PROBLEM DESCRIPTION
Copy the items below word for word, beginning with the first line and continuing through the line containing "column 527, row 126".
= = = =
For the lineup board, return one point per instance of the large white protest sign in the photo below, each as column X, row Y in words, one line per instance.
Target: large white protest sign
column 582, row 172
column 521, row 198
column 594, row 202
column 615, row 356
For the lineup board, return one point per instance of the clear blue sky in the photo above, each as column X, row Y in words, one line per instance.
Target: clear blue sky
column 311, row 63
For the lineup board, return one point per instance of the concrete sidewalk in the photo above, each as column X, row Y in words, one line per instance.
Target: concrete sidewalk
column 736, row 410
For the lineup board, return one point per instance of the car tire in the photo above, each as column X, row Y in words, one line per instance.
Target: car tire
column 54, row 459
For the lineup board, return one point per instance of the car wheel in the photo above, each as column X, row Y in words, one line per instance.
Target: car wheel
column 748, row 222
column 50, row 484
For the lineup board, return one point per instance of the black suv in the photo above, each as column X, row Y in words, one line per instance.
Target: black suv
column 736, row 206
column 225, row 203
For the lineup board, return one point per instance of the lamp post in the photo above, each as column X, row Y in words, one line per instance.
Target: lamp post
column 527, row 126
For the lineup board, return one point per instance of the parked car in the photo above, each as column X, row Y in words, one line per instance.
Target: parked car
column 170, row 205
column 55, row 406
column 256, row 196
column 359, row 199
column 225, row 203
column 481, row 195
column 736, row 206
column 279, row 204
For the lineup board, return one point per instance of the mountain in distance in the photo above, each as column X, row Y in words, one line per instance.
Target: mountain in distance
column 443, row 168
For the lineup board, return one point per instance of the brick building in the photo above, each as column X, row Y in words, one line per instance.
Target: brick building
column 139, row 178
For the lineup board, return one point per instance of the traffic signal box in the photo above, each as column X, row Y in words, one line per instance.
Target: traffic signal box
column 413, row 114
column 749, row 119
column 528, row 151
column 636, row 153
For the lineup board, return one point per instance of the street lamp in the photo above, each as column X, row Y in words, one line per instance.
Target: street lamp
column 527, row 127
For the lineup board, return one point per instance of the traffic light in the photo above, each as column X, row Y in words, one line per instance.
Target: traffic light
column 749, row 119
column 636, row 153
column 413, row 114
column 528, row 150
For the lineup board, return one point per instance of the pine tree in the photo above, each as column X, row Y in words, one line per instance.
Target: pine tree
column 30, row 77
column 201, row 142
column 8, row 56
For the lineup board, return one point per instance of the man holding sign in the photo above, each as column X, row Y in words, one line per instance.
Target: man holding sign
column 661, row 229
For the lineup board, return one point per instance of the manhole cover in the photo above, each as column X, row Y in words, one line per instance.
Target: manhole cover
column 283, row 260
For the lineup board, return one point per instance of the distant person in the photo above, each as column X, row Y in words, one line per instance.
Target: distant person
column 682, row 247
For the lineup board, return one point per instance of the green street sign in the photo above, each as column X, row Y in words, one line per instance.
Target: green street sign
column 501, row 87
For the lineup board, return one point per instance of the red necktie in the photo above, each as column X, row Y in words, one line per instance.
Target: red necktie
= = = =
REPLY
For the lineup board, return one point per instance of the large white protest sign in the photo below, each as column X, row Y in words, one line per instance.
Target: large white protest sign
column 582, row 172
column 521, row 198
column 594, row 202
column 615, row 356
For the lineup board, return one point per instance of the clear blue sky in the photo above, each as column X, row Y in words, one line per instance.
Target: clear blue sky
column 311, row 63
For the lineup board, return one point per instance of the concrete sidewalk in the photo above, each as column X, row Y in words, one line per instance.
Target: concrete sidewalk
column 736, row 410
For the lineup board, return one point per instance of the car tire in the photo above, each as column X, row Y in words, one line per instance.
Target: car tire
column 54, row 459
For the lineup board, return one point per instance of the car wheel in the photo above, each as column X, row Y in words, one line per instance.
Target: car wheel
column 748, row 222
column 50, row 484
For the lineup board, return one point per instance of the black suv in the photo above, each as column X, row Y in words, one line per instance.
Target: black suv
column 736, row 206
column 225, row 203
For the lineup board, return one point per instance of the lamp post in the photo above, each as column X, row Y in words, one line per instance.
Target: lamp post
column 527, row 126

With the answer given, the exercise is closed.